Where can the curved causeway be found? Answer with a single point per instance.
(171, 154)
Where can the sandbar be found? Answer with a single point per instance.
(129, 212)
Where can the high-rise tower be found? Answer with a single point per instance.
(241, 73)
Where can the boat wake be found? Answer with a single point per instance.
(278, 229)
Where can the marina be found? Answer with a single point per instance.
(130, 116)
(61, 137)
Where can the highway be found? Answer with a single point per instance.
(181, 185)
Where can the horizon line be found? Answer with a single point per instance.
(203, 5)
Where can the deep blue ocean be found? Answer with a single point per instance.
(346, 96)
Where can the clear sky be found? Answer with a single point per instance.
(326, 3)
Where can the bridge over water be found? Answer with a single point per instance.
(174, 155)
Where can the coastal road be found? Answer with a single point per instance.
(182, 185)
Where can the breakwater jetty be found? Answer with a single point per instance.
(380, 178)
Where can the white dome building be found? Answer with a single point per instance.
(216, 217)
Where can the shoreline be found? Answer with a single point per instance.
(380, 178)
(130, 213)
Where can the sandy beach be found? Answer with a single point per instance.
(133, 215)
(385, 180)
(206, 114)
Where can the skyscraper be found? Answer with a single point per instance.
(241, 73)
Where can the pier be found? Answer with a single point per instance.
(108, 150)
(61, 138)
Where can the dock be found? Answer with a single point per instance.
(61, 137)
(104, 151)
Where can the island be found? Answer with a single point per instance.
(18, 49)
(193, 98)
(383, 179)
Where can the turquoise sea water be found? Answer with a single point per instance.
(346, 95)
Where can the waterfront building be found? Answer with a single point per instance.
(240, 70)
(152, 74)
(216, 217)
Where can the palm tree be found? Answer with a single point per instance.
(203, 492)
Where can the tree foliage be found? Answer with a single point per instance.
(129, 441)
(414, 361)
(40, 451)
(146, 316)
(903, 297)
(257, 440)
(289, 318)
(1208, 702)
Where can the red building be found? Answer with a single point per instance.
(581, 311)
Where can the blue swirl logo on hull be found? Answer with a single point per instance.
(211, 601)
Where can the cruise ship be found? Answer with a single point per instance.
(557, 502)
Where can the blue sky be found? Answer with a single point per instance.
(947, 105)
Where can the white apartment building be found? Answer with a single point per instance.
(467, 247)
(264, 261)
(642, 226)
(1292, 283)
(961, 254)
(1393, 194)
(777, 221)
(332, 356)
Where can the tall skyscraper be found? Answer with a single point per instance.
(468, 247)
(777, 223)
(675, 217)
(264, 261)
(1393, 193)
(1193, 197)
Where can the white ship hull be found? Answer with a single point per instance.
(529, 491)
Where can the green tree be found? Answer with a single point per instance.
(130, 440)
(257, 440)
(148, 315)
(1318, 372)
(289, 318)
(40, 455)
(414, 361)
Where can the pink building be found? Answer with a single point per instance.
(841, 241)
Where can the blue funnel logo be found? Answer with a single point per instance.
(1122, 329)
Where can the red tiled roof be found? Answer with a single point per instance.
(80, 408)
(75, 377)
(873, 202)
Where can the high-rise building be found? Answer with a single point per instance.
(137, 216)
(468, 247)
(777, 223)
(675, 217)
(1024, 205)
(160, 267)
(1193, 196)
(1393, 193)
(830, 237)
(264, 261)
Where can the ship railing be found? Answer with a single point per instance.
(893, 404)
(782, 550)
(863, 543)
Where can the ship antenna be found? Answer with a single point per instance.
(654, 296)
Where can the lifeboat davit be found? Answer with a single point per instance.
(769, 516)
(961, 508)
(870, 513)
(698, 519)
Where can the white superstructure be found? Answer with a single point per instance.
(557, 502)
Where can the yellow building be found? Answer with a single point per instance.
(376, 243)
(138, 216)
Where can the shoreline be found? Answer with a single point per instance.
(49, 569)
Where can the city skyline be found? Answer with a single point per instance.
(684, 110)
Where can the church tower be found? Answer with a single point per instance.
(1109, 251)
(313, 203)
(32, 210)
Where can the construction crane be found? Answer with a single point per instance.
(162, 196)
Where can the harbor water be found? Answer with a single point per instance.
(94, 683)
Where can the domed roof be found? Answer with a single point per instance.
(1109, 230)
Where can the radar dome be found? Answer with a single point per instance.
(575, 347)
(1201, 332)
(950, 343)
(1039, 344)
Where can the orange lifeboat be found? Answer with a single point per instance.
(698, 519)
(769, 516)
+===+
> **Task description**:
Copy out all of the material above, swapping "a single point" for "one point" wherever it occurs and leaving everything else unchanged.

> **Answer for this exercise**:
Where can the curved causeway be found? Answer with one point per instance.
(171, 154)
Where can the sandbar be found? Answer with one point per instance.
(129, 212)
Where can the high-rise tower be found? Answer with one point per instance.
(241, 73)
Where can the boat wake be found? Answer with one point per instance.
(278, 229)
Where can the marina be found? Answer with one point per instance.
(130, 116)
(61, 137)
Where can the highway be found? Answer with one point per instance.
(181, 185)
Where can the horizon line be found? Answer with one point per instance.
(203, 5)
Where can the deep blue ocean be found? Answer with one point per instance.
(346, 96)
Where can the clear sky be found? Answer with one point per instance.
(326, 3)
Where can the bridge over water be found? Answer with one point per instance.
(174, 155)
Where can the coastal road be found? Answer with one point per instance.
(182, 185)
Where can the breakwater jetty be found? Answer with one point per instance.
(380, 178)
Where can the white dome building be found? Answer with one point per instance.
(216, 217)
Where can the shoreline be found? Answer with one point per instance.
(380, 178)
(130, 213)
Where can the sandy beach be found? Answer with one point per instance.
(133, 215)
(385, 180)
(206, 114)
Where can the skyscraper be found? Answer with one point per instance.
(241, 73)
Where can the pier be found? Answer with one point per instance.
(108, 150)
(61, 138)
Where can the dock be found? Answer with one point per instance.
(61, 137)
(104, 151)
Where can the island be found? Answer with one point per instance.
(18, 49)
(193, 98)
(383, 179)
Where can the turquoise sea water be found? Answer with one point per instance.
(346, 95)
Where can the waterfront building be found? Answer with one point per instance.
(240, 70)
(152, 74)
(216, 217)
Where can the palm tree be found? Answer with one point per instance.
(203, 492)
Where can the tree foliage be found? Answer with one point per instance.
(129, 441)
(414, 361)
(40, 451)
(146, 316)
(903, 297)
(257, 440)
(289, 318)
(1208, 702)
Where can the red building be found? Answer with one point per instance.
(581, 311)
Where can the blue swirl logo on hull be found? Answer with one point per instance.
(211, 601)
Where can the cruise ship be found? Answer with one point per instance.
(557, 502)
Where can the blue sky be found? Answer with one point per instance.
(947, 105)
Where can the white apartment building be found? Answer with one point per instance.
(467, 247)
(264, 261)
(642, 226)
(1292, 283)
(961, 254)
(1393, 194)
(777, 221)
(332, 356)
Where can the tall skyscraper be found? Answer with one point per instance.
(468, 247)
(777, 223)
(675, 217)
(264, 261)
(1393, 193)
(1193, 197)
Where can the white ship hull be found? Answer with one point per instance.
(529, 491)
Where can the green tree be found? Answer with one point per instance.
(130, 440)
(257, 440)
(148, 315)
(1318, 372)
(289, 318)
(40, 455)
(414, 361)
Where can the pink building be found? Answer with one point per instance.
(841, 241)
Where can the blue funnel logo be found? Answer with one point per instance.
(1122, 329)
Where can the red tiled roof be found? Answer with one point per instance.
(80, 408)
(75, 377)
(873, 202)
Where can the high-rise building be found? Answer with one point per instance.
(137, 216)
(468, 247)
(777, 223)
(675, 217)
(1024, 205)
(160, 267)
(1193, 196)
(1393, 193)
(830, 237)
(264, 261)
Where can the ship railing be found? Answer with one point per instance.
(893, 404)
(782, 550)
(863, 543)
Where can the ship antenna be found? Answer with one point per instance.
(654, 296)
Where can the lifeboat davit be found? Answer with one point per instance.
(769, 516)
(961, 508)
(870, 513)
(698, 519)
Where can the white superstructure be found? Answer with one point per instance.
(557, 502)
Where can the yellow building be found? Answer with one point per instance.
(376, 243)
(138, 216)
Where can the shoreline be found? Answer with one point per instance.
(49, 569)
Where can the city skyline be found? Answer with one point per instance.
(684, 110)
Where can the church tower be found? Answer with one point per instance.
(1109, 251)
(313, 203)
(32, 210)
Where can the construction crane be found? Answer with one point per instance.
(162, 196)
Where can the harbor water be found? Answer with one point per instance.
(94, 683)
Where can the domed roof be found? Answer with one point per instance.
(1109, 230)
Where can the radar dome be found? Answer with one point per instance.
(575, 347)
(1201, 332)
(950, 343)
(1039, 344)
Where can the orange lifeboat be found? Answer with one point per instance.
(698, 519)
(769, 516)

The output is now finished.